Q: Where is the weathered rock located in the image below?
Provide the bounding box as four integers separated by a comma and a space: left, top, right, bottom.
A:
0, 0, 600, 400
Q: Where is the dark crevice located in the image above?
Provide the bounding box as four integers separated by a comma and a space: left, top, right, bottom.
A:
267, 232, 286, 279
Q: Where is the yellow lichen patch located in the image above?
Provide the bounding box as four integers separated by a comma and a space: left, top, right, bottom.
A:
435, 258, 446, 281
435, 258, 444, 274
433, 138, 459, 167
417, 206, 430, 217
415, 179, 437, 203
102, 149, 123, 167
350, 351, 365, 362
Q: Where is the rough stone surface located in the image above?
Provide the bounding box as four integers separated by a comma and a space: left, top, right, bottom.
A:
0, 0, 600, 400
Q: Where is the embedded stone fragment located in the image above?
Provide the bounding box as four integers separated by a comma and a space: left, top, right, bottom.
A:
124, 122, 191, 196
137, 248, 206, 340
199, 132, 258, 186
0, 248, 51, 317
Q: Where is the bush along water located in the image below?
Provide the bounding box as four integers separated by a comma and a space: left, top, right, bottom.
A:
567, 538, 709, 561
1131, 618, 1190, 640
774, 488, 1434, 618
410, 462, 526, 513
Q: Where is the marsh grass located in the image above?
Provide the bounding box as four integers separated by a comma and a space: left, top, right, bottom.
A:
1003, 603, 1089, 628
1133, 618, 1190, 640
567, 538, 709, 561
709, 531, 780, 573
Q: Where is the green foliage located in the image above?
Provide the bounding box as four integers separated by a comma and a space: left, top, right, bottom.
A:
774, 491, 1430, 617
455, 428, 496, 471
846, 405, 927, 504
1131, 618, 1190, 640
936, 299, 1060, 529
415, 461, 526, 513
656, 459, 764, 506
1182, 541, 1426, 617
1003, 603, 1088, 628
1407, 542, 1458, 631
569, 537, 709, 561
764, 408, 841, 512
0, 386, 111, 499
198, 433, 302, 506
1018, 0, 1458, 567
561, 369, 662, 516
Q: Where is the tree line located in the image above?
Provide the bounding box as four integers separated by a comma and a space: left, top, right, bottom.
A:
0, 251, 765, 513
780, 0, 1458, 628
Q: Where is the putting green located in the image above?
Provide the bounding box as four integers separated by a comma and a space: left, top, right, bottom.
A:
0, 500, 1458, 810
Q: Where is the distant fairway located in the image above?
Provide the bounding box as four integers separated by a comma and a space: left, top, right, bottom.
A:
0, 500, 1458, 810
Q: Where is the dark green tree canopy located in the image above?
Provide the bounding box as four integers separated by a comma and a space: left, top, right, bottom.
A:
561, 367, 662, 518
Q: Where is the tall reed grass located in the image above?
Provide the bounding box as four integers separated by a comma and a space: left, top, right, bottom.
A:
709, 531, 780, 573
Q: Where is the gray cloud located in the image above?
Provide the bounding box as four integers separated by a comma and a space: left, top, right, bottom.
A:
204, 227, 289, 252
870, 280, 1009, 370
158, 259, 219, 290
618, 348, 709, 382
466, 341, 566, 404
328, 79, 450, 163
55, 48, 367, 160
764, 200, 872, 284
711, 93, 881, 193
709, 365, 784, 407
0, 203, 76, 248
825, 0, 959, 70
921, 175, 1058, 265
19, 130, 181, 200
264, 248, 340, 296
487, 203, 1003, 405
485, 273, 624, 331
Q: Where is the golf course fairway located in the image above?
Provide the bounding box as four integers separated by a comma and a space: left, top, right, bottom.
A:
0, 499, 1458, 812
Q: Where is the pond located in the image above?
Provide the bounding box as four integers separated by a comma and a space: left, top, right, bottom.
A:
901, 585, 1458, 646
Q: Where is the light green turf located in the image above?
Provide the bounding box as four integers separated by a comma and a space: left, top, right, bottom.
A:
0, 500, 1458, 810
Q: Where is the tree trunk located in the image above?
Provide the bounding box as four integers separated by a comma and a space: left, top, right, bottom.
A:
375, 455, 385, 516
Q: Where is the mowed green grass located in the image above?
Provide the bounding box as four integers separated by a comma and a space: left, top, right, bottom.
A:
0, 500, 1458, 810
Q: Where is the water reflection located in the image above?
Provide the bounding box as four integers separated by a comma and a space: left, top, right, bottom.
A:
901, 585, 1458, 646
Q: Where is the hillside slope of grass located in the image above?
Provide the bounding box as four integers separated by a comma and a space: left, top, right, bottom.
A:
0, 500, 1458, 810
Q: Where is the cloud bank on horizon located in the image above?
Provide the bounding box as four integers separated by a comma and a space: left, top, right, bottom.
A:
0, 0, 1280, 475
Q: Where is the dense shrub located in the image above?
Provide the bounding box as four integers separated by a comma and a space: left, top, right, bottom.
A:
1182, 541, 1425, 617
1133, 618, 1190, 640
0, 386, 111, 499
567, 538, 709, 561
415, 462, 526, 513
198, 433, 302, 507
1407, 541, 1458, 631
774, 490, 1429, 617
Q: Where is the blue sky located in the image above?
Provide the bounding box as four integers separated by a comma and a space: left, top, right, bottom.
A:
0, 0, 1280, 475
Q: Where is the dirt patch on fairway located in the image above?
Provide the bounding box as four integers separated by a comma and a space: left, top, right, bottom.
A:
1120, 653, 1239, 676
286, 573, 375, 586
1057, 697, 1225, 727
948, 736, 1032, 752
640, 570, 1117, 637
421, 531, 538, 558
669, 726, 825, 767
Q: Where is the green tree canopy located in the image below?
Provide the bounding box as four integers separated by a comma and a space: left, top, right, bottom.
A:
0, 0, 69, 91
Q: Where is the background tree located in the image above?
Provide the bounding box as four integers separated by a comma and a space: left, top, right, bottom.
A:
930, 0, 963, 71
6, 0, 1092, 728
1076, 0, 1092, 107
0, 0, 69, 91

######

_EXERCICE COURT_
Affiche chaque ligne du listing ci-dessus où figure la chaîne "patch".

_CORRIGÉ COMPLET_
Q: Where is the yellow lichen patch located in the image above?
Q: Where is the dirt patch on fairway located in the image above?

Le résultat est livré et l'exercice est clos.